Required task – Pick out every line of the items below that contains the word "street", and copy each one in full.
[begin Data for this task]
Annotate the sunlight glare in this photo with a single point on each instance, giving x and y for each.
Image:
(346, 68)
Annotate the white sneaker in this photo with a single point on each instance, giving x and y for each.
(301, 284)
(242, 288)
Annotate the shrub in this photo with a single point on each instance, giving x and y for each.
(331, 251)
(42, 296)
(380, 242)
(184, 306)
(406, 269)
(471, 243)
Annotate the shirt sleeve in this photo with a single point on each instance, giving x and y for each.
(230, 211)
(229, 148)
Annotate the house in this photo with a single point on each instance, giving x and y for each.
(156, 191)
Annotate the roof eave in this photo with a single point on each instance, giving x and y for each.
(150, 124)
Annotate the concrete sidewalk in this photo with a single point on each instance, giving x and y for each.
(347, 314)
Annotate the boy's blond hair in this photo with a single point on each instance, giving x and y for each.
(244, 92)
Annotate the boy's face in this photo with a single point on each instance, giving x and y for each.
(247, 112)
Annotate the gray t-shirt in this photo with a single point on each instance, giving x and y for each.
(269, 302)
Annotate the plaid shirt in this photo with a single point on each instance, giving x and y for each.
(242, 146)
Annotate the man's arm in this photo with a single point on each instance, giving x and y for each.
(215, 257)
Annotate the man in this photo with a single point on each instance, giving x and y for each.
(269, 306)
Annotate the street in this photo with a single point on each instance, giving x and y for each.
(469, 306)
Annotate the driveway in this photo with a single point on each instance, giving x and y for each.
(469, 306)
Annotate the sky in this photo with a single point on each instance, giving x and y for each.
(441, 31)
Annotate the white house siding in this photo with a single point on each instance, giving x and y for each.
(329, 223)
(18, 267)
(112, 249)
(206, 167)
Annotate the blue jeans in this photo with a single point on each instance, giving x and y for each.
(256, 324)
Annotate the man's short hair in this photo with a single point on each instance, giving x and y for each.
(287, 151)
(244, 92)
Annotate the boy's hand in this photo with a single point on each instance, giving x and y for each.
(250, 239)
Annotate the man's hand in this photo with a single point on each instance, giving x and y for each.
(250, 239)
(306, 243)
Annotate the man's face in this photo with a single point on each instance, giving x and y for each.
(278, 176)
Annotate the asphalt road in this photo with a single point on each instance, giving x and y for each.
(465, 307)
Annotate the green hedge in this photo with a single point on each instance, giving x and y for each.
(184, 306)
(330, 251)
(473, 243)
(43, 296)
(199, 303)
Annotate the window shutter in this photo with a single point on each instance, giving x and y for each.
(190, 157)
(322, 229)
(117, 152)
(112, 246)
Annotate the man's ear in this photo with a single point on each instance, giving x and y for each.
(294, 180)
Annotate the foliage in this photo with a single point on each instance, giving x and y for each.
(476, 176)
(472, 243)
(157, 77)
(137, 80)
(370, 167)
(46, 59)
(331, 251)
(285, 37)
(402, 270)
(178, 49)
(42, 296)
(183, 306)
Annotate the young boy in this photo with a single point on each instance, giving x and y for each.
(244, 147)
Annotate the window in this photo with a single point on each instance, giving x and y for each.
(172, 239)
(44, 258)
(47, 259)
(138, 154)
[end Data for this task]
[begin Data for this task]
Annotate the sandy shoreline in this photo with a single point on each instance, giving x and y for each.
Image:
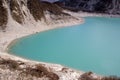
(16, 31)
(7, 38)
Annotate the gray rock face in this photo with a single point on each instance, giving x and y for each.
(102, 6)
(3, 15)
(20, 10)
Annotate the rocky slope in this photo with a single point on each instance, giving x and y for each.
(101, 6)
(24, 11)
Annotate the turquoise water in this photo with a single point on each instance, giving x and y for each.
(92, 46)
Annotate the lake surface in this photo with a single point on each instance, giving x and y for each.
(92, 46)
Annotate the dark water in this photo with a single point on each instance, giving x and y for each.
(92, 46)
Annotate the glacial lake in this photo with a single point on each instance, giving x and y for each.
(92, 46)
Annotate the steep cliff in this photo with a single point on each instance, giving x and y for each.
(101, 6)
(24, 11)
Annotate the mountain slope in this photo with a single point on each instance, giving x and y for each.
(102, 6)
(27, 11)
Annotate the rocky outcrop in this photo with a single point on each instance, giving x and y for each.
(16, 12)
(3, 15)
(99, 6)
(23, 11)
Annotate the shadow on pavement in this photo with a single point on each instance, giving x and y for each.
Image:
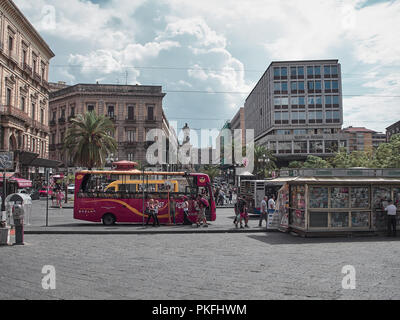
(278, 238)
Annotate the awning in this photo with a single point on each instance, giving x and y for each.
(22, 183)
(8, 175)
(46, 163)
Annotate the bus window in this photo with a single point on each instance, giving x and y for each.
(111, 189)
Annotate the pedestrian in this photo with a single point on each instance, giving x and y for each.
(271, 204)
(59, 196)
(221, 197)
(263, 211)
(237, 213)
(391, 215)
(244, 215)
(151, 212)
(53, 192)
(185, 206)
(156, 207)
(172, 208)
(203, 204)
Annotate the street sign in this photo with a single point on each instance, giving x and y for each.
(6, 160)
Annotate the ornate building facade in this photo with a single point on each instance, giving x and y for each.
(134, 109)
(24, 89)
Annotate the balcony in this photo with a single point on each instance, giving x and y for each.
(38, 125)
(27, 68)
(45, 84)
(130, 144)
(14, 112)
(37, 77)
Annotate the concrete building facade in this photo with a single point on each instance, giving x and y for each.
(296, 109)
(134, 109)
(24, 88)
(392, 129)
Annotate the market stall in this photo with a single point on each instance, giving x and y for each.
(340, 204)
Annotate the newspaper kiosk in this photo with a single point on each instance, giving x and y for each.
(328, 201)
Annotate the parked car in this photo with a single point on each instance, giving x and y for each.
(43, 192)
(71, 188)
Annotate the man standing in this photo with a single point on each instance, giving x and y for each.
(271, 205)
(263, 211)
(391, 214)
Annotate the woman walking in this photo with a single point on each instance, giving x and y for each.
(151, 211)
[end Data for this task]
Exercise output –
Annotate the street in this photo with a single point on each instance, giving x and y for each.
Annotate the street sign in this photo with a single point on each instance, giving x and y for each.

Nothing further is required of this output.